• _Given exercise 1_:
Select each line of the listing below that contains the word "apron".
• _Given exercise 2_:
Pick up the article on HiL simulation for pedestrian safety after its last sentence and continue writing it.

--- Excerpt provided ---

HiL simulation for radar-based perception systems enhances pedestrian safety

Despite the advancements in advanced driver assistance systems (ADAS), ensuring the safety of pedestrians remains a critical challenge. Accidents involving pedestrians and vehicles are alarmingly common, underscoring the need for robust solutions. This blog explores the use of HiL simulation for virtual validation of radar-based perception systems, highlighting its potential to improve pedestrian safety. With data from accident databases and regulatory bodies, we’ll examine the significance of this issue and how HiL simulation can enhance the reliability of ADAS systems.

The challenge of pedestrian safety

Statistics from accident databases and regulatory bodies reveal the pressing issue of pedestrian safety. According to the World Health Organization (WHO), over 1.1 million people die each year due to road traffic accidents, with pedestrians accounting for a significant portion of these fatalities [1]. The National Highway Traffic Safety Administration (NHTSA) reported that in the United States alone, a pedestrian was killed every 71 minutes and injured every 9 minutes in traffic crashes in 2021 [2].

--- Source data ---

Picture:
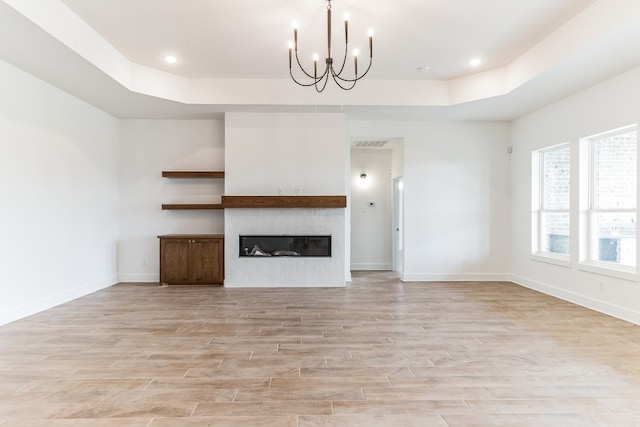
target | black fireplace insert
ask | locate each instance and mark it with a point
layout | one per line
(285, 246)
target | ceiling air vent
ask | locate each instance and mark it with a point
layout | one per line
(376, 143)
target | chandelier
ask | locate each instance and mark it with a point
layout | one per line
(319, 81)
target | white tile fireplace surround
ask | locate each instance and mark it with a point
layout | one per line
(284, 271)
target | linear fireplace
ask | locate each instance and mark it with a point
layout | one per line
(285, 246)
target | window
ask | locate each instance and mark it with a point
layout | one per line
(552, 191)
(612, 205)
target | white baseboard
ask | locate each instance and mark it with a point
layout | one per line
(51, 301)
(584, 301)
(228, 284)
(457, 277)
(370, 266)
(147, 277)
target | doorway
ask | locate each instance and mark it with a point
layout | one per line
(376, 205)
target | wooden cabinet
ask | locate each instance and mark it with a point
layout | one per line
(192, 259)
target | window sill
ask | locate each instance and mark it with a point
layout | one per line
(615, 271)
(562, 261)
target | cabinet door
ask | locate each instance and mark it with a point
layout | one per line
(174, 260)
(206, 261)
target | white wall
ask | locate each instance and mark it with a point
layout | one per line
(371, 238)
(148, 147)
(269, 154)
(59, 195)
(609, 105)
(456, 193)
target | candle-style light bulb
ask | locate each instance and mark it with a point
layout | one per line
(355, 60)
(315, 65)
(346, 28)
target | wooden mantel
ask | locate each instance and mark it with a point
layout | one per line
(284, 202)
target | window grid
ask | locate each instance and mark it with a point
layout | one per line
(553, 237)
(618, 246)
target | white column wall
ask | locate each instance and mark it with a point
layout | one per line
(289, 154)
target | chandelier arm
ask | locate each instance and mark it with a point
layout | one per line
(325, 76)
(357, 77)
(344, 59)
(302, 84)
(300, 65)
(337, 79)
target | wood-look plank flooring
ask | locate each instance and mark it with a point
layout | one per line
(377, 353)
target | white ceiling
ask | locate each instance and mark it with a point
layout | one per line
(232, 54)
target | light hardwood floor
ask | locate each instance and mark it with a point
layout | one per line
(377, 353)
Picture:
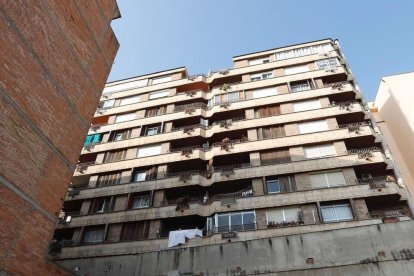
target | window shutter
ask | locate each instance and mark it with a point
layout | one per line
(149, 151)
(335, 178)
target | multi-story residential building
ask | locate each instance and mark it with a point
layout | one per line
(270, 166)
(55, 60)
(394, 115)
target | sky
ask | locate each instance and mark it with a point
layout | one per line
(376, 36)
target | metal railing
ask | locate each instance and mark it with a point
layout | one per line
(232, 228)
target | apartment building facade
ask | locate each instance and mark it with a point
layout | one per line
(55, 60)
(270, 166)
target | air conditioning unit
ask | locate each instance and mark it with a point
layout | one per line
(366, 176)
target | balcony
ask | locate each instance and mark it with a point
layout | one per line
(243, 203)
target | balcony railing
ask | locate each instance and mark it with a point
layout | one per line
(232, 228)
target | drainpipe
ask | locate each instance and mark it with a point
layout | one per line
(384, 145)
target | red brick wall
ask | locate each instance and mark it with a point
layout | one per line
(56, 57)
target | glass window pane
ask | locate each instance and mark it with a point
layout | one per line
(248, 218)
(328, 213)
(273, 186)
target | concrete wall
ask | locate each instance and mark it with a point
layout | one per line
(56, 57)
(367, 250)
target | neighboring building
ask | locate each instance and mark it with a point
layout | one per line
(274, 162)
(55, 60)
(394, 113)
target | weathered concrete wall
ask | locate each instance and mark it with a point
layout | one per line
(384, 249)
(56, 57)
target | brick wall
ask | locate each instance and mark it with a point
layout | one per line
(57, 57)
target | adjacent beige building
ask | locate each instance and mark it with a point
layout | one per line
(394, 113)
(270, 166)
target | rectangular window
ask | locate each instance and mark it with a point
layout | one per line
(267, 111)
(100, 205)
(129, 100)
(271, 132)
(304, 51)
(300, 86)
(283, 215)
(125, 117)
(264, 92)
(336, 212)
(161, 80)
(159, 94)
(296, 69)
(121, 135)
(308, 105)
(114, 156)
(259, 61)
(133, 231)
(327, 179)
(261, 76)
(149, 151)
(109, 179)
(320, 151)
(125, 86)
(275, 157)
(94, 234)
(141, 202)
(156, 111)
(327, 64)
(314, 126)
(273, 186)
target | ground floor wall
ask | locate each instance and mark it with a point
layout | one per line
(384, 249)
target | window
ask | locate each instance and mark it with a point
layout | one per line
(273, 186)
(300, 86)
(125, 117)
(100, 205)
(336, 212)
(271, 132)
(261, 76)
(320, 151)
(92, 139)
(108, 103)
(133, 231)
(94, 234)
(282, 215)
(149, 151)
(234, 221)
(308, 105)
(109, 179)
(264, 92)
(159, 94)
(114, 156)
(129, 100)
(296, 69)
(144, 174)
(259, 61)
(327, 179)
(161, 80)
(125, 86)
(267, 111)
(121, 135)
(275, 157)
(140, 202)
(314, 126)
(326, 64)
(304, 51)
(156, 111)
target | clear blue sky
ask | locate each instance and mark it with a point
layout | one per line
(377, 36)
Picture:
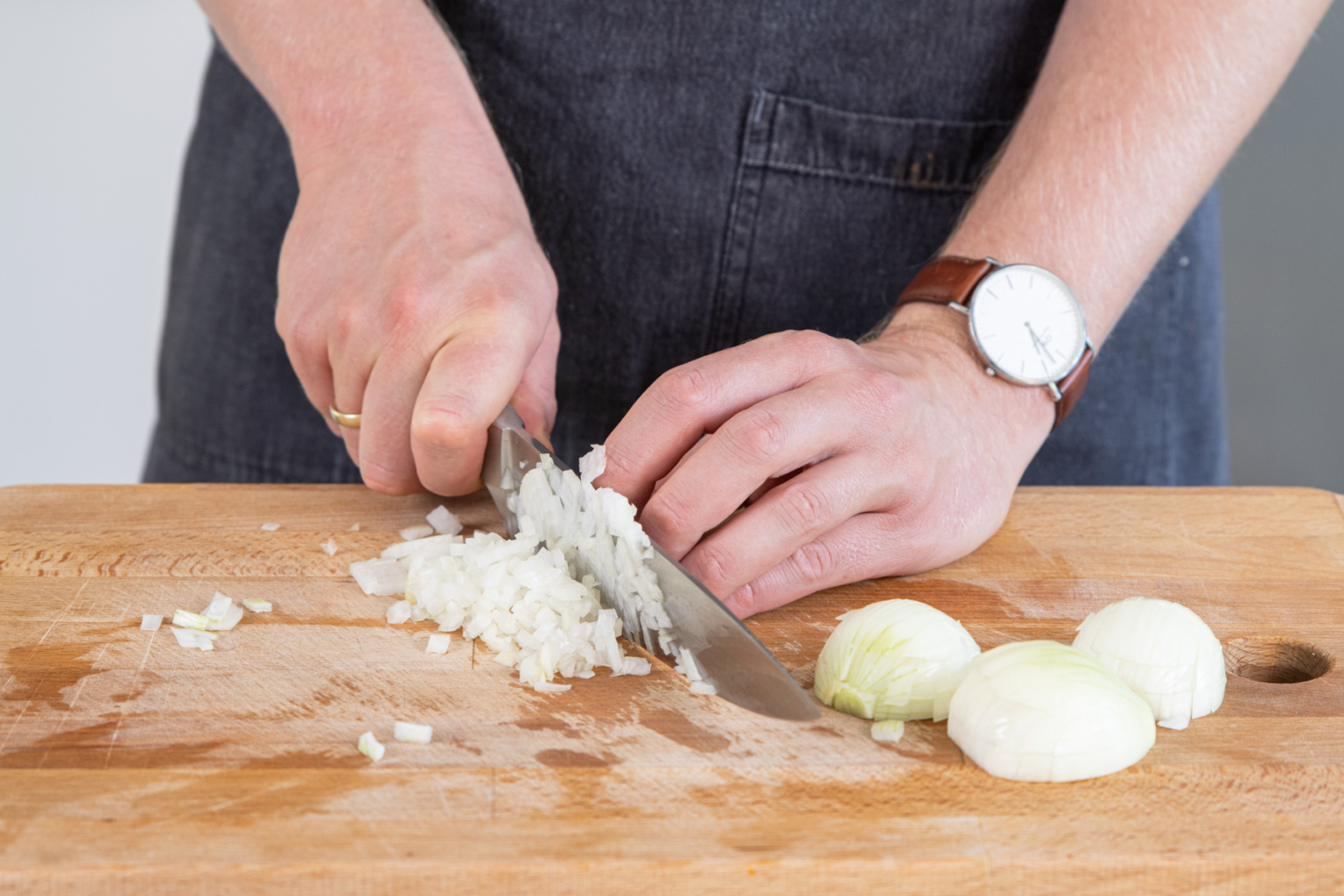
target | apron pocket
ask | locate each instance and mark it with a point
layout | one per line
(834, 213)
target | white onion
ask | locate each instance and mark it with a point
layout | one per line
(382, 578)
(444, 520)
(1043, 710)
(1164, 652)
(218, 609)
(887, 731)
(894, 660)
(370, 747)
(411, 732)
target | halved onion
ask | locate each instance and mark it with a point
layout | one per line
(1045, 710)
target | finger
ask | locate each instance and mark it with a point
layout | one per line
(536, 396)
(696, 398)
(788, 517)
(382, 389)
(767, 439)
(469, 382)
(864, 547)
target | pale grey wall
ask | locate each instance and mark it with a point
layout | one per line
(1284, 270)
(95, 102)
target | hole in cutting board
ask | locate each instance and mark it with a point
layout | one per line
(1276, 660)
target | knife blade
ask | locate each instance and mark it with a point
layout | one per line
(732, 659)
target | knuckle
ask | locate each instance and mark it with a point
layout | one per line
(686, 387)
(815, 562)
(805, 507)
(757, 434)
(668, 512)
(440, 429)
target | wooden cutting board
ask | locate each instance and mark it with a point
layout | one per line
(130, 765)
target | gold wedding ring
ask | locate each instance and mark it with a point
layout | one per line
(350, 421)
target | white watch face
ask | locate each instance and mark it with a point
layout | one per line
(1027, 324)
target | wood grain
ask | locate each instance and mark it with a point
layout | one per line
(130, 765)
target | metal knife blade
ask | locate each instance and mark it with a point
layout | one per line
(732, 660)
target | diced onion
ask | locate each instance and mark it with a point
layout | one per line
(370, 747)
(894, 660)
(416, 531)
(190, 620)
(889, 731)
(411, 732)
(444, 520)
(381, 578)
(1164, 652)
(1043, 710)
(218, 609)
(549, 687)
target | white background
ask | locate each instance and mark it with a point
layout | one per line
(97, 100)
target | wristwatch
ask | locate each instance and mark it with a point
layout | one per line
(1025, 321)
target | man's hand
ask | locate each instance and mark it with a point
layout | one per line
(423, 301)
(411, 288)
(879, 458)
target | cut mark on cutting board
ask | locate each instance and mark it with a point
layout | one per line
(1276, 660)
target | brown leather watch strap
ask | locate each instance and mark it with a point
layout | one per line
(952, 280)
(947, 280)
(1071, 387)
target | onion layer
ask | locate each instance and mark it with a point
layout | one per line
(1164, 652)
(1043, 710)
(894, 660)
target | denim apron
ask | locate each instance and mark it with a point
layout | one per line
(699, 173)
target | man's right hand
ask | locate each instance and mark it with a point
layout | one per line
(411, 288)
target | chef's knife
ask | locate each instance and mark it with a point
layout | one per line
(732, 659)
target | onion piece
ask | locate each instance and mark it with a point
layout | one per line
(1164, 652)
(370, 747)
(411, 732)
(414, 532)
(894, 660)
(218, 609)
(188, 620)
(887, 731)
(1043, 710)
(444, 520)
(381, 578)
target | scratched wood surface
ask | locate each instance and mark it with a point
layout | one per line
(132, 766)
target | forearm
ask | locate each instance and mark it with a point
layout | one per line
(356, 77)
(1138, 108)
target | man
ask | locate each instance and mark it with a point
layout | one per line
(701, 175)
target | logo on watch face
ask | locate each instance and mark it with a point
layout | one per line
(1027, 324)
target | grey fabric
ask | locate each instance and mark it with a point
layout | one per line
(699, 173)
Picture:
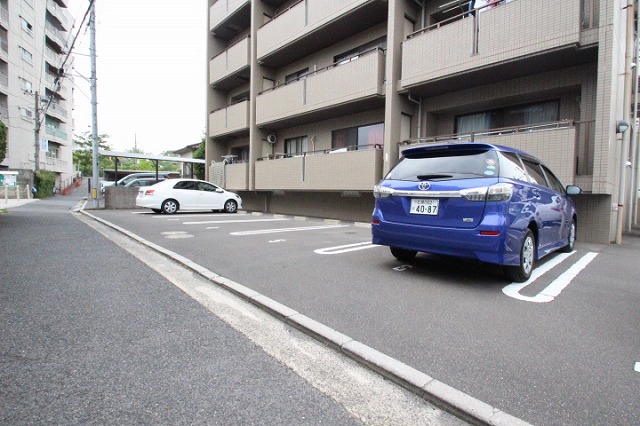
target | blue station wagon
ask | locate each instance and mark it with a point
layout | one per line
(474, 200)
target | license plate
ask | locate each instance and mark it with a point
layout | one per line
(424, 206)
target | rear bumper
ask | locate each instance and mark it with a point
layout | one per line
(503, 249)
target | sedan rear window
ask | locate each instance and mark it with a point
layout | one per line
(444, 165)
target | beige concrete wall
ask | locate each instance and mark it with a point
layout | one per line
(299, 20)
(229, 61)
(237, 176)
(357, 79)
(230, 119)
(506, 32)
(331, 205)
(221, 9)
(343, 171)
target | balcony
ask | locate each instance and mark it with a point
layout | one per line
(237, 176)
(228, 17)
(330, 92)
(294, 33)
(4, 17)
(230, 68)
(61, 13)
(507, 40)
(55, 35)
(356, 170)
(229, 120)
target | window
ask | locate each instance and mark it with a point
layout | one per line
(240, 97)
(353, 54)
(26, 113)
(555, 183)
(26, 25)
(514, 116)
(362, 137)
(511, 167)
(53, 152)
(295, 76)
(26, 55)
(185, 184)
(535, 172)
(296, 146)
(25, 85)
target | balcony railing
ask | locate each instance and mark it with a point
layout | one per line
(221, 10)
(232, 60)
(299, 20)
(338, 84)
(338, 170)
(229, 119)
(484, 37)
(56, 35)
(237, 176)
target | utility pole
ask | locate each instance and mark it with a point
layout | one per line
(36, 131)
(95, 186)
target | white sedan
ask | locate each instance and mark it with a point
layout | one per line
(171, 195)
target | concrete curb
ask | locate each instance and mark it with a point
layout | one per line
(445, 397)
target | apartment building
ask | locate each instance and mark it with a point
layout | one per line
(34, 36)
(311, 102)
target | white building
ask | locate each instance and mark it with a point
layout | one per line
(34, 38)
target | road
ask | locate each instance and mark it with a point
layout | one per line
(561, 350)
(99, 330)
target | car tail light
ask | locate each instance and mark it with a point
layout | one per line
(380, 191)
(498, 192)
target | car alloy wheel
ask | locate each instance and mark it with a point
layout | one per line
(522, 272)
(170, 206)
(571, 240)
(230, 206)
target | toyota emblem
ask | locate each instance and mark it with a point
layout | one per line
(424, 186)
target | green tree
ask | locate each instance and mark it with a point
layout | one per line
(198, 169)
(3, 141)
(83, 153)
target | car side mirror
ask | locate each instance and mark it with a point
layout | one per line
(574, 190)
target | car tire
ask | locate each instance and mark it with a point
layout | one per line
(571, 239)
(403, 255)
(522, 272)
(170, 206)
(230, 206)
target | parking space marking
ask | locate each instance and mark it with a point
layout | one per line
(277, 230)
(554, 289)
(346, 248)
(204, 222)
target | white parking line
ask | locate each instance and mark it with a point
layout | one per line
(275, 231)
(346, 248)
(204, 222)
(554, 289)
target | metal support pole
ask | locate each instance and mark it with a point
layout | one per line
(632, 212)
(624, 149)
(36, 131)
(94, 108)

---

• _Task answer 1_:
target | apron pocket
target | denim apron

• _Task answer 2_:
Advanced driver assistance systems for safety

Advanced driver-assistance systems (ADAS) such as automated emergency braking, adaptive cruise control, park assist systems, etc. have become standard functionality in new vehicle models. The proper and safe functioning of these systems highly depends on correct sensing and perception of the traffic scene. A typical automotive sensor suite consists of several sensors, most commonly camera, lidar, radar and ultrasonic, to best support different use cases.
Radar-based perception systems, known for their reliability and ability to operate in various weather and lighting conditions, are widely used in ADAS. However, they are not fail-safe and require additional measures to ensure pedestrian safety.

Standards and frameworks for safety validation

To address the safety validation of ADAS and automated driving systems, various standards and frameworks have been established. ISO 26262 [3] sets guidelines for functional safety, including virtual testing, while the UN-ECE’s New Assessment/Test Method for Automated Driving (NATM) [4] [5] framework introduces a multi-pillar approach for safety validation. The NATM framework specifies five certification pillars, including virtual testing, to support the safety argumentation of automated vehicles.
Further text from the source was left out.